| Directions for this task |
Could you quote, exactly as they stand, the lines running from the one with "Can you find the white glass" to the final line of the material?

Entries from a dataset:
____

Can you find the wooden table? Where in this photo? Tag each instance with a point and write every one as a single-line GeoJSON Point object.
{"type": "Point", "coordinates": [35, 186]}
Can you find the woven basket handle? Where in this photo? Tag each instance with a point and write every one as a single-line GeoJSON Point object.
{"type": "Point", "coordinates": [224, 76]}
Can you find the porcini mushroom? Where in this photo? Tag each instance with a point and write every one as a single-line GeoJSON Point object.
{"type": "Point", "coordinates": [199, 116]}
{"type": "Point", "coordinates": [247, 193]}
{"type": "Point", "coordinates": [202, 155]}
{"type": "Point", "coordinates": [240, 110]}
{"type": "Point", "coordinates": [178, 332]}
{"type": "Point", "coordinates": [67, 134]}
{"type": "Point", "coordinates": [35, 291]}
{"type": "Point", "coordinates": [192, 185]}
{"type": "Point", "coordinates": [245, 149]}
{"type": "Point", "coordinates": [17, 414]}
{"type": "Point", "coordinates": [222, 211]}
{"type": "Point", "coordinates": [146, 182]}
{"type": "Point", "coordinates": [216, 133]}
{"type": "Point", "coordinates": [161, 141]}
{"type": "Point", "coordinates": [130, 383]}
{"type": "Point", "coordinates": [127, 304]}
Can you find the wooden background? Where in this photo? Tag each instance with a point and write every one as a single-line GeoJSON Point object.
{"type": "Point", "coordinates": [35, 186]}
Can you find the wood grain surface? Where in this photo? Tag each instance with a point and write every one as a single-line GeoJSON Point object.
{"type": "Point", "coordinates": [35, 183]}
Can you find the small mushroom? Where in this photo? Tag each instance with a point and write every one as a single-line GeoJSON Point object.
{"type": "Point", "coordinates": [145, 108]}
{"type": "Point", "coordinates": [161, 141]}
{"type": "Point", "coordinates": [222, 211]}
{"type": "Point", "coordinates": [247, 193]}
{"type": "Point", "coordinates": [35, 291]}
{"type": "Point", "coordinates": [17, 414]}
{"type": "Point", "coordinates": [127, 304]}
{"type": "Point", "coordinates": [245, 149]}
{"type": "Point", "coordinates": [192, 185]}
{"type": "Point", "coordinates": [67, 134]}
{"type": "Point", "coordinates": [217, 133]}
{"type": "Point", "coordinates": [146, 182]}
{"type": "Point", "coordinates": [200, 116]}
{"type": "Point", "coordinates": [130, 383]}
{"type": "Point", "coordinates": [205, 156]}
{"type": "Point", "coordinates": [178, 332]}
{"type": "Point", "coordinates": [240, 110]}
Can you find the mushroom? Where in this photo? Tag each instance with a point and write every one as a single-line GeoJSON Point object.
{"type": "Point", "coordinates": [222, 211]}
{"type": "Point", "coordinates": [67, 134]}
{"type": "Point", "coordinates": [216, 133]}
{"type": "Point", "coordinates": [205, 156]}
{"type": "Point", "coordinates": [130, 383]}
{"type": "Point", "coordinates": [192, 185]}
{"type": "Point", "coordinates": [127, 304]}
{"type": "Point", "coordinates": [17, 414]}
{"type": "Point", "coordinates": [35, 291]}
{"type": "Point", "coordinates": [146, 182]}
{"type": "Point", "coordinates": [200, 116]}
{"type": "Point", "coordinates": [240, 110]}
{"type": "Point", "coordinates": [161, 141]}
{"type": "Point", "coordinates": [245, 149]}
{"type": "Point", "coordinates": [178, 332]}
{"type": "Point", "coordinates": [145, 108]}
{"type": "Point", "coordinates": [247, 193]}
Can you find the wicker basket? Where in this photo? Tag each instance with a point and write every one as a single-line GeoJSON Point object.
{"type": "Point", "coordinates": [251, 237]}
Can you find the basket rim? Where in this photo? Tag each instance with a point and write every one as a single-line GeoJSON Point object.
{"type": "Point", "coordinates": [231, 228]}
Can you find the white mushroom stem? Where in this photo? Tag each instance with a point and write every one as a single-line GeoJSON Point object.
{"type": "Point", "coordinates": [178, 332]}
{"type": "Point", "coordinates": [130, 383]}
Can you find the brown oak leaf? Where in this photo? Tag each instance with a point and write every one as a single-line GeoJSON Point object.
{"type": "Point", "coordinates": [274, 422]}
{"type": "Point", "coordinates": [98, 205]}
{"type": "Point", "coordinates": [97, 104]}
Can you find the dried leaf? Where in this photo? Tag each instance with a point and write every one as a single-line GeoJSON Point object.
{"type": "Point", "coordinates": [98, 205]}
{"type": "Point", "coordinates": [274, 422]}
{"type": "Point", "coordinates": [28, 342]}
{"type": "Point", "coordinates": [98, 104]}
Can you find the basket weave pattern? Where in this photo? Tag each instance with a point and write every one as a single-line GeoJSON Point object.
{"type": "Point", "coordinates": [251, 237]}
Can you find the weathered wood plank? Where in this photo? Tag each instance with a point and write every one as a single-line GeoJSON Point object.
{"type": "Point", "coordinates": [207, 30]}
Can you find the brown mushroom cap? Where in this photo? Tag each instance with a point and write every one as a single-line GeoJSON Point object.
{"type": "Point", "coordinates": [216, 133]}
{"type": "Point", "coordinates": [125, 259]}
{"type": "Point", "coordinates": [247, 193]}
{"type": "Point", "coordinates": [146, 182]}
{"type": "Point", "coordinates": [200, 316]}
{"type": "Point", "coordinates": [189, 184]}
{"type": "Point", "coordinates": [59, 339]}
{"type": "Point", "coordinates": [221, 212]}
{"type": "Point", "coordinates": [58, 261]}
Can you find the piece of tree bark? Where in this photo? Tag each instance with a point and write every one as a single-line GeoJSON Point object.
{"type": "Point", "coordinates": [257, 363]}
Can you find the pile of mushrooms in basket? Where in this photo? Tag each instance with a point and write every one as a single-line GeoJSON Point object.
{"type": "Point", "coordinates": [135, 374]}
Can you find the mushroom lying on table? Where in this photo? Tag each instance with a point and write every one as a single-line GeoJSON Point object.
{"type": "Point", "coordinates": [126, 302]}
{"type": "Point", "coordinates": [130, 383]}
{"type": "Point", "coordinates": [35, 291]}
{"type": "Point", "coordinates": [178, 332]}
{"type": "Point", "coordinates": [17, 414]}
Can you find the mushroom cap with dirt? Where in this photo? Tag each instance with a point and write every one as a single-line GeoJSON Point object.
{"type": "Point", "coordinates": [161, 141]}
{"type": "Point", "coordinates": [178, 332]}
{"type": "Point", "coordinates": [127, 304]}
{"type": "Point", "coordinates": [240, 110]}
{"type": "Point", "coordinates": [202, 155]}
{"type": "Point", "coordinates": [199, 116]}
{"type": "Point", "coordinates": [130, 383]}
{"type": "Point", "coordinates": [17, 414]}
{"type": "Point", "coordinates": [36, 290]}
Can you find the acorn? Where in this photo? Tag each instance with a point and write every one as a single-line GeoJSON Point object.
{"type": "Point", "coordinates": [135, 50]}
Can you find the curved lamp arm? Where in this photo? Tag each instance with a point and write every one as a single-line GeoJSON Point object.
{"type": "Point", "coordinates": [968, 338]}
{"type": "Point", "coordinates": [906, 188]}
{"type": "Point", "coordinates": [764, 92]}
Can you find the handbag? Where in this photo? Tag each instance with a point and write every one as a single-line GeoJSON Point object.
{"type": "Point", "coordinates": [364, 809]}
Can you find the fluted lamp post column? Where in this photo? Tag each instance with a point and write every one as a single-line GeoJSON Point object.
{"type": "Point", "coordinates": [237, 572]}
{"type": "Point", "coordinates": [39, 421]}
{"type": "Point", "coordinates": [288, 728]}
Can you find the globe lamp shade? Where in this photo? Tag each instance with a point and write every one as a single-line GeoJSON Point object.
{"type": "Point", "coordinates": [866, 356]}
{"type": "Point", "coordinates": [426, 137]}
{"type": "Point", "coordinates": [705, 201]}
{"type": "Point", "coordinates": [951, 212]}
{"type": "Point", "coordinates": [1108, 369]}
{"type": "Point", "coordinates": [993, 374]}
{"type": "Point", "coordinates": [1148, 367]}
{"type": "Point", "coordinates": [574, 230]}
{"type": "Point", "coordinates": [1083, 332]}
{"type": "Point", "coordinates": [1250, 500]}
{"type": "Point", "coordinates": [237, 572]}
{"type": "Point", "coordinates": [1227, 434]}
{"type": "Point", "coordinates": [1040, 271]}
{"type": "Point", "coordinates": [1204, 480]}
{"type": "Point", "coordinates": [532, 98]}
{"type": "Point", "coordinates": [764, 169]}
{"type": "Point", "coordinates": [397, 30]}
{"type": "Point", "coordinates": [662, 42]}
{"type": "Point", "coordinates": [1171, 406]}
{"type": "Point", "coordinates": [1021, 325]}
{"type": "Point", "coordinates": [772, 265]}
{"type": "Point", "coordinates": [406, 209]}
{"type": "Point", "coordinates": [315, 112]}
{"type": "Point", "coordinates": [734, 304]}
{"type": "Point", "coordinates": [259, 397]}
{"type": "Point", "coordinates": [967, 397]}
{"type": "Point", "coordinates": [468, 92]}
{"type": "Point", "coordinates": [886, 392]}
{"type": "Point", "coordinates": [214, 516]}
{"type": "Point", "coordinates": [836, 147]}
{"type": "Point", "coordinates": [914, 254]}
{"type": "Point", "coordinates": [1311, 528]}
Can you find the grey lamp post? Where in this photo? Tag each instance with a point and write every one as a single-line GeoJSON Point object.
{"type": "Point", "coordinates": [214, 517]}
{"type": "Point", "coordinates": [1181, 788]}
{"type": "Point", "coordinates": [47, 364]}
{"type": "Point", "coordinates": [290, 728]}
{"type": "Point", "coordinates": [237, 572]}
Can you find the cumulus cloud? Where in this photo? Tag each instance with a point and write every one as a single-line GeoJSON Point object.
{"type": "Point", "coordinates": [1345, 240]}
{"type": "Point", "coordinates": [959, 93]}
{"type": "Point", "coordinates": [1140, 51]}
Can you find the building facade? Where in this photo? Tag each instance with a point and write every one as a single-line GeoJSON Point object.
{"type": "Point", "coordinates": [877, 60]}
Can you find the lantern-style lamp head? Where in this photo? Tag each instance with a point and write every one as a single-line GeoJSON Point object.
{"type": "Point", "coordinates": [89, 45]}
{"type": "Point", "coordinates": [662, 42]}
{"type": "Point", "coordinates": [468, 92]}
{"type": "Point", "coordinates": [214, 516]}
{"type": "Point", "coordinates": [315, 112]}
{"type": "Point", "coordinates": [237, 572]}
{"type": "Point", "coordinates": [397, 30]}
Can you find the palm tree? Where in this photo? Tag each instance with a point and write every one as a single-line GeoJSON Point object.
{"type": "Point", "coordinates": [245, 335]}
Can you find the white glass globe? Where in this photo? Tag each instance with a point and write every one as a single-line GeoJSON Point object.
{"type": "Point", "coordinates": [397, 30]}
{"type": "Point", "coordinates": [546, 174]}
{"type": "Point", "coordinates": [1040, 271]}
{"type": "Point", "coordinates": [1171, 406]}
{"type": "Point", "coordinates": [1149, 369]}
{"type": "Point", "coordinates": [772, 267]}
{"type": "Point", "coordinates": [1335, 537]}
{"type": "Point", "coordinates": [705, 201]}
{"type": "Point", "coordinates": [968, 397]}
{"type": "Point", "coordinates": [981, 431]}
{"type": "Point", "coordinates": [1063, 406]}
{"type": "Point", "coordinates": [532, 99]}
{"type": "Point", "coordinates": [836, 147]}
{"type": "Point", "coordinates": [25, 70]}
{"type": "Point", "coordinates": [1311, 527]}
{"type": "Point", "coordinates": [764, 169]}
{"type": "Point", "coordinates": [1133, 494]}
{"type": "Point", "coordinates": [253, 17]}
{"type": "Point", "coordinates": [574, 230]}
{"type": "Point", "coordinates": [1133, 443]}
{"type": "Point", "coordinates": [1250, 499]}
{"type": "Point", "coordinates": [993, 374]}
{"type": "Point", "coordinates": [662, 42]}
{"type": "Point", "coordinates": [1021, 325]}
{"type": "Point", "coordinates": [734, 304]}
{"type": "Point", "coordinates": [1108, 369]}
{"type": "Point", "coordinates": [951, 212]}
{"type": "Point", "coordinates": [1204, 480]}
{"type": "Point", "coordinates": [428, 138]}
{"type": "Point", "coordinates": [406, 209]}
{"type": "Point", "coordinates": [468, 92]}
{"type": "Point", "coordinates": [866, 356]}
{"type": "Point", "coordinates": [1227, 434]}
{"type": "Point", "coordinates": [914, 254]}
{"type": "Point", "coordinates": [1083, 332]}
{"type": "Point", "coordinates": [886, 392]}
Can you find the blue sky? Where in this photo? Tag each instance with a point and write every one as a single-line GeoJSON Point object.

____

| The solution |
Can you find the white glass globe? Where in this photo? Tag each instance with a point and write every one as a single-line GeoJSON Point object.
{"type": "Point", "coordinates": [397, 30]}
{"type": "Point", "coordinates": [546, 174]}
{"type": "Point", "coordinates": [1040, 271]}
{"type": "Point", "coordinates": [1171, 406]}
{"type": "Point", "coordinates": [1149, 369]}
{"type": "Point", "coordinates": [772, 267]}
{"type": "Point", "coordinates": [1335, 537]}
{"type": "Point", "coordinates": [705, 201]}
{"type": "Point", "coordinates": [968, 397]}
{"type": "Point", "coordinates": [981, 431]}
{"type": "Point", "coordinates": [1063, 406]}
{"type": "Point", "coordinates": [532, 99]}
{"type": "Point", "coordinates": [836, 147]}
{"type": "Point", "coordinates": [25, 70]}
{"type": "Point", "coordinates": [1311, 527]}
{"type": "Point", "coordinates": [764, 169]}
{"type": "Point", "coordinates": [1133, 494]}
{"type": "Point", "coordinates": [253, 17]}
{"type": "Point", "coordinates": [574, 230]}
{"type": "Point", "coordinates": [1133, 443]}
{"type": "Point", "coordinates": [1250, 499]}
{"type": "Point", "coordinates": [993, 374]}
{"type": "Point", "coordinates": [662, 42]}
{"type": "Point", "coordinates": [1021, 325]}
{"type": "Point", "coordinates": [734, 304]}
{"type": "Point", "coordinates": [1108, 369]}
{"type": "Point", "coordinates": [951, 212]}
{"type": "Point", "coordinates": [1204, 480]}
{"type": "Point", "coordinates": [428, 138]}
{"type": "Point", "coordinates": [406, 209]}
{"type": "Point", "coordinates": [468, 92]}
{"type": "Point", "coordinates": [866, 356]}
{"type": "Point", "coordinates": [1227, 434]}
{"type": "Point", "coordinates": [914, 254]}
{"type": "Point", "coordinates": [1083, 332]}
{"type": "Point", "coordinates": [886, 392]}
Can you find the blue sky? Where in this photo? Tag each instance with a point and write every one as a single-line GeoJSON Point object.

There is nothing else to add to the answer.